### TASK DETAILS
In your copy, include every record exactly and no pictures.

### MATERIAL SHOWN
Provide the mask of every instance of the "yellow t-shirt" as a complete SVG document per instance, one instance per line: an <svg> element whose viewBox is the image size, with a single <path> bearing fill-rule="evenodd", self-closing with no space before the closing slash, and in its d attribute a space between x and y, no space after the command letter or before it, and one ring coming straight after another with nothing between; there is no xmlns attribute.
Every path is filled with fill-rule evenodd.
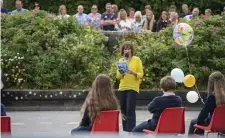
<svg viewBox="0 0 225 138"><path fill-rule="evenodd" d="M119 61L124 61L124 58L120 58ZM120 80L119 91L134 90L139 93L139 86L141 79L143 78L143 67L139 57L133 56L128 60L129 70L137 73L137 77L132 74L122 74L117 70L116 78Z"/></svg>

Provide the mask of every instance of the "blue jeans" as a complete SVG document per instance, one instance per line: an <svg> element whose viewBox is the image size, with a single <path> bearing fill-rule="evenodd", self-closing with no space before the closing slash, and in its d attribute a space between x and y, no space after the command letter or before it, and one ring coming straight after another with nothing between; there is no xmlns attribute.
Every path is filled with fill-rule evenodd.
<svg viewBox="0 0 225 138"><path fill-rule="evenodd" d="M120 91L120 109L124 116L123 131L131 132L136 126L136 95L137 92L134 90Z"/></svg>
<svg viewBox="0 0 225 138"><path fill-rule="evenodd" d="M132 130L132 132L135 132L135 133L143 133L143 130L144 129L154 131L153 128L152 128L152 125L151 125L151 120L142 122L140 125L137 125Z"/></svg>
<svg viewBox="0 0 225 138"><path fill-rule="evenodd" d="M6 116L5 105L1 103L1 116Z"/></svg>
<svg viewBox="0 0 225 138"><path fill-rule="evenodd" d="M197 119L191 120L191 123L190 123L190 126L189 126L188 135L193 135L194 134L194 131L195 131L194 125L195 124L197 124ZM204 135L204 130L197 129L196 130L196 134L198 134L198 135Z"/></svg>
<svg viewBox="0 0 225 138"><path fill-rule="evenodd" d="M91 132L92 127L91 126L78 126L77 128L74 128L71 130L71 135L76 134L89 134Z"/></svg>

### OUTPUT BELOW
Provide the mask of every instance of the "yellow t-shirt" as a complete SVG document per instance, one instance per line: an <svg> element whose viewBox is the image size, with a single <path> bearing fill-rule="evenodd", self-closing with no space before the closing slash, and in its d attribute a space between x and y, no space after the command letter or before it, and one ring coming straight after another with nothing between; there is no xmlns attribute.
Every path is filled with fill-rule evenodd.
<svg viewBox="0 0 225 138"><path fill-rule="evenodd" d="M119 61L124 61L124 58L120 58ZM120 80L119 91L134 90L139 93L139 86L141 79L143 78L143 67L139 57L133 56L128 60L129 70L137 73L137 77L132 74L122 74L117 70L116 78Z"/></svg>

Provide the mask of every instance of the "blue jeans" as a complete SVG document per instance, one instance per line: an <svg> element whose viewBox is the image size, with a single <path> bearing fill-rule="evenodd", self-closing with no space before the closing slash, and in its d attribute a space between x and y, no space after the command letter or before it, and one ring coming straight after another with nothing between; there is no xmlns attribute.
Every path is filled with fill-rule evenodd.
<svg viewBox="0 0 225 138"><path fill-rule="evenodd" d="M120 91L120 109L124 116L123 131L131 132L136 126L136 95L137 92L134 90Z"/></svg>
<svg viewBox="0 0 225 138"><path fill-rule="evenodd" d="M132 130L132 132L135 132L135 133L143 133L143 130L144 129L154 131L153 128L152 128L152 125L151 125L151 120L142 122L140 125L137 125Z"/></svg>
<svg viewBox="0 0 225 138"><path fill-rule="evenodd" d="M6 116L5 105L1 103L1 116Z"/></svg>
<svg viewBox="0 0 225 138"><path fill-rule="evenodd" d="M197 119L191 120L191 123L190 123L190 126L189 126L188 135L193 135L194 134L194 131L195 131L194 125L195 124L197 124ZM204 135L204 130L197 129L196 130L196 134L198 134L198 135Z"/></svg>
<svg viewBox="0 0 225 138"><path fill-rule="evenodd" d="M91 132L92 127L91 126L78 126L77 128L74 128L71 130L71 135L76 134L89 134Z"/></svg>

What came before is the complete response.